How many phishing e-mails have you received in the past week? Even with all the filtering and blocking mechanisms put in place by yourself or Information Technology, chances are that at least 5-10 have sneaked through in the past 7 days.
Phishing e-mails are almost as old as e-mail itself, and it seems that there is always at least one e-mail message that is trying to fool you into sending money to a total stranger, or giving up your login details and password or installing malware on your computer.
We are all aware of the classic “Nigerian 411” scam – they are so easy to identify – and while I haven’t seen such a scam in my mailbox for the past 10 months or so, 5 or 6 suddenly popped into my mailbox in rapid succession last week. This got me wondering if Information Technology had somehow changed something on the university’s mail server, and now these “primitive” phishing scams were sneaking through into my mailbox. My investigation revealed that nothing had changed, and although Information Technology’s spam filters had got considerably better at spotting and removing phishing scams from our Inboxes, the attackers continue to come up with new and innovative ways to fool their intended victims.
I read a report written by Avanan – a large “cloud security” provider for platforms like Office365, Gmail, Citrix Sharefile & DropBox. This report reveals that after analyzing about 55 million e-mails on the platforms that they protect, they discovered that 1 of every 99 of those e-mails was a phishing e-mail! Furthermore over 30% of the phishing e-mails were sent to organizations that use Microsoft’s Office365’s platform. (The university uses Office365 for its e-mail) Somehow these e-mails were evading detection and Office365’s filters and were ending up in our e-mail Inboxes, and this despite Microsoft’s claim in September 2018, that they have the “the lowest miss-rate of phish emails reported among other security vendors for Office 365.”
So what has changed, and why are we unable to block these nefarious e-mails as effectively as we have been able to do so in the past?
Something that Microsoft mentioned in its analysis of its effectiveness in catching malware and phishing, piqued my interest: They noted that the common strategy for competing email security providers was to have their customers point their MX records (network information that is used to tell the world which mail servers accept incoming mail and where emails should be routed to.) to the competing cloud service, filtering the mail and then sending on to Office 365.
Microsoft bragged that although they could not determine what competitors catch, (because it has already been filtered by their competitors) they had good insight into what their competitors missed, and based their effectiveness on that assumption.

■ Problem set:
a: Copy verbatim the part of the phishing article that opens with the words containing "Something that Microsoft" and closes with "on that assumption.".
b: In one to three sentences, explain why, according to the phishing article, Microsoft could not determine what competing email security providers catch.
What comes next is separate material, unconnected to the phishing article.

■ Records provided:
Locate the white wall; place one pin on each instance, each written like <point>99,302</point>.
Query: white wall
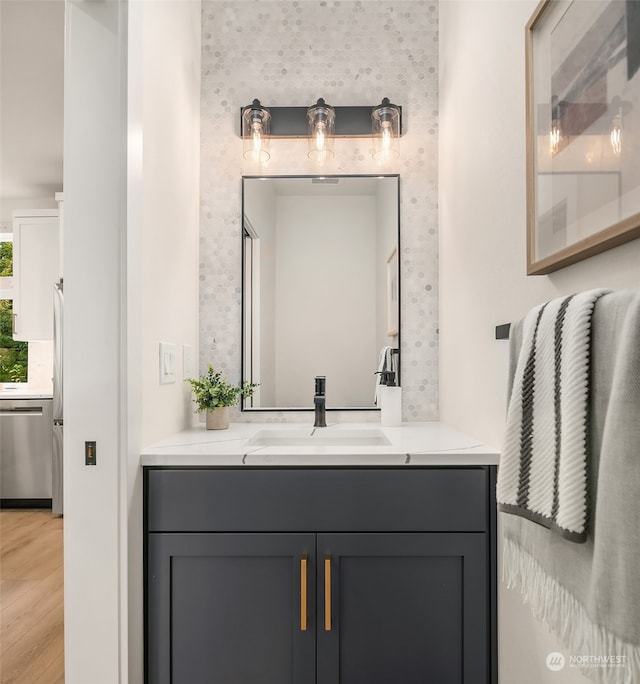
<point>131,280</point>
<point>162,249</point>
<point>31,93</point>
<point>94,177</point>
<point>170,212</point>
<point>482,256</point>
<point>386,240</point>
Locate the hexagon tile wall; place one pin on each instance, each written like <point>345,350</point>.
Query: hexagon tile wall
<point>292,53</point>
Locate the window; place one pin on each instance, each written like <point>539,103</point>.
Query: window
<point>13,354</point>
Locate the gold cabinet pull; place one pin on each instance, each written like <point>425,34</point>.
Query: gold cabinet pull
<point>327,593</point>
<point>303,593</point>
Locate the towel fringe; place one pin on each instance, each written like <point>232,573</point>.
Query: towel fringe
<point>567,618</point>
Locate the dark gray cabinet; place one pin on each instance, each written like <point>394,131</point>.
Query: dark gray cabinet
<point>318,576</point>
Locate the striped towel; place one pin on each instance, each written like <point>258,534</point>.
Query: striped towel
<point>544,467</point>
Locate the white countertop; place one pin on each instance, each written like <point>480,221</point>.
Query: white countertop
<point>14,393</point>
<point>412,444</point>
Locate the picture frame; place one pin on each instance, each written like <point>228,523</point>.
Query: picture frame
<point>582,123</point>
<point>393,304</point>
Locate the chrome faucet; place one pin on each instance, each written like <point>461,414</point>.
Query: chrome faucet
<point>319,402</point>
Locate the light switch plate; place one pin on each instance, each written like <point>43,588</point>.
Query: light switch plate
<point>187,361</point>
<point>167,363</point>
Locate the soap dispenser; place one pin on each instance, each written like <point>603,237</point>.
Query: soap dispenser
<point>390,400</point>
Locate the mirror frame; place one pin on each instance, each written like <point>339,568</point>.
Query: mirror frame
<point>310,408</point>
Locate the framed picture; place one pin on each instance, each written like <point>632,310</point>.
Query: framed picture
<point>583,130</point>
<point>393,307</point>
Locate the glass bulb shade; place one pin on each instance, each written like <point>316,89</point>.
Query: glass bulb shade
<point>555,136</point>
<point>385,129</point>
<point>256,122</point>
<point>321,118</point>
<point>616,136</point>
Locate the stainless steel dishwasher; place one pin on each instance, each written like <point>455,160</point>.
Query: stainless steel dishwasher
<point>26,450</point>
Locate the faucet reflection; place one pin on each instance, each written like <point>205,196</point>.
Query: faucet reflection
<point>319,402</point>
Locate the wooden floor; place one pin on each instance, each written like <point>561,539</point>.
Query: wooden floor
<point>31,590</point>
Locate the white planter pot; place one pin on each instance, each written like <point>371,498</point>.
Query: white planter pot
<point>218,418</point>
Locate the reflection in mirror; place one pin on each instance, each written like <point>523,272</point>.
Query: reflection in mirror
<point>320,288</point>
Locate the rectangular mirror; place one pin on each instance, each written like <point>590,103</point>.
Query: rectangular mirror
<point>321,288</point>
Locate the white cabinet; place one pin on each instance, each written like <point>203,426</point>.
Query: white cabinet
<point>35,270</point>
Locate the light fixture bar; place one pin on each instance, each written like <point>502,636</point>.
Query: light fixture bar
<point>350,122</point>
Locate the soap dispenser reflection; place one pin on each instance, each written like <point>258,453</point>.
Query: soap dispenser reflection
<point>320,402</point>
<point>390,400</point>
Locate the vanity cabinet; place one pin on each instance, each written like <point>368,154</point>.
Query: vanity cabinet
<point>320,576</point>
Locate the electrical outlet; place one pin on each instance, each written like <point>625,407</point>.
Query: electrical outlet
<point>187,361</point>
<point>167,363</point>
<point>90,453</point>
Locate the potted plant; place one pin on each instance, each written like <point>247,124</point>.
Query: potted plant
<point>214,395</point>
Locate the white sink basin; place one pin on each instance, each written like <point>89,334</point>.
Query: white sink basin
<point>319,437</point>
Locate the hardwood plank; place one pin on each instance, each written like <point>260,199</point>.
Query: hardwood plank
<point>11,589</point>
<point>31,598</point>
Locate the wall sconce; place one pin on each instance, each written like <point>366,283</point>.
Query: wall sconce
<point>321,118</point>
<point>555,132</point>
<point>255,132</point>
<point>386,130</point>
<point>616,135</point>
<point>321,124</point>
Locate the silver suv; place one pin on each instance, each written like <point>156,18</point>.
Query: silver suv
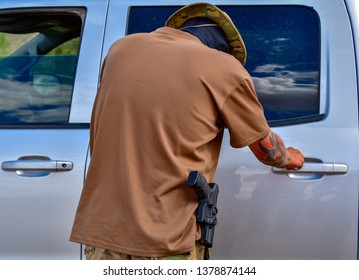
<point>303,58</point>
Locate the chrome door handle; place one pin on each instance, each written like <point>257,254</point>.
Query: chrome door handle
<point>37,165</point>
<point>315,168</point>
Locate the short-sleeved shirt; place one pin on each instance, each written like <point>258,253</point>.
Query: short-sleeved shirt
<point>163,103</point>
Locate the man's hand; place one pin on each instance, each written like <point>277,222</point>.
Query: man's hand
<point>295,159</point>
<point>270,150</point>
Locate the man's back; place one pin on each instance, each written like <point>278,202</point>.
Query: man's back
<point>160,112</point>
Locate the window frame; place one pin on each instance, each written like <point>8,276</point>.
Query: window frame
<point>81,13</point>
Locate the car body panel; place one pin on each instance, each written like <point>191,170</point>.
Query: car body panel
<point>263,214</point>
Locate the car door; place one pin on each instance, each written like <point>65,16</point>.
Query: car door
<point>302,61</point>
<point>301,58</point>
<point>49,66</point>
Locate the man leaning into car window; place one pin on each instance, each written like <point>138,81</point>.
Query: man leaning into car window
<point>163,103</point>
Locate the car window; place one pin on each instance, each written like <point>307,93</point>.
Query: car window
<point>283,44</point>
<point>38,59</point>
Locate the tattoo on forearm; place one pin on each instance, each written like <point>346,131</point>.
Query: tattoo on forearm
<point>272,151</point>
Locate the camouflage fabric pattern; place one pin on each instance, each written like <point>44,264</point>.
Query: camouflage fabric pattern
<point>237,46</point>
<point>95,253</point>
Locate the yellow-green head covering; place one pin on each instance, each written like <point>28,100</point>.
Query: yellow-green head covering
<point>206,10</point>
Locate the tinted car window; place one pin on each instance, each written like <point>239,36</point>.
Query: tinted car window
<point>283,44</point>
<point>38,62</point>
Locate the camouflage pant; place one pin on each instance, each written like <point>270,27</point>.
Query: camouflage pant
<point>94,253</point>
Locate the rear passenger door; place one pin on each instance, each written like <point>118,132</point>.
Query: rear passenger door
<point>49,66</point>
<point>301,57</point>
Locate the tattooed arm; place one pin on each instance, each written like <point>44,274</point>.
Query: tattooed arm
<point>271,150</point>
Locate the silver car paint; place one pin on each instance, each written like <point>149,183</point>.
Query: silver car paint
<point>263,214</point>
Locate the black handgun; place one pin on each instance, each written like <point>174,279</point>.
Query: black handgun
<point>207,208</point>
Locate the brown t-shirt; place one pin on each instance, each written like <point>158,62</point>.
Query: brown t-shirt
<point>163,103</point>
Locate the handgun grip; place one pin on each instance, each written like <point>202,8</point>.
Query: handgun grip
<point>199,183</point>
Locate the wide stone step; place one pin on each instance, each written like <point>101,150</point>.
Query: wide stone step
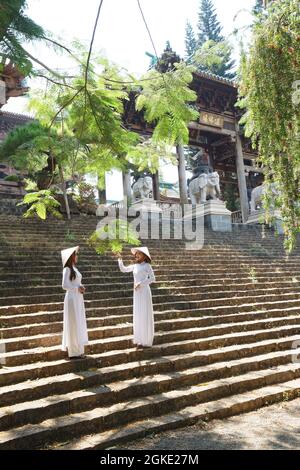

■ Solutions below:
a:
Something that Microsoft mentioned in its analysis of its effectiveness in catching malware and phishing, piqued my interest: They noted that the common strategy for competing email security providers was to have their customers point their MX records (network information that is used to tell the world which mail servers accept incoming mail and where emails should be routed to.) to the competing cloud service, filtering the mail and then sending on to Office 365.
Microsoft bragged that although they could not determine what competitors catch, (because it has already been filtered by their competitors) they had good insight into what their competitors missed, and based their effectiveness on that assumption.

b: Competing providers had their customers point their MX records to the competitor's cloud service. That service filtered the mail before sending it on to Office 365, so whatever the competitors caught had already been removed. Microsoft could only see what those competitors missed.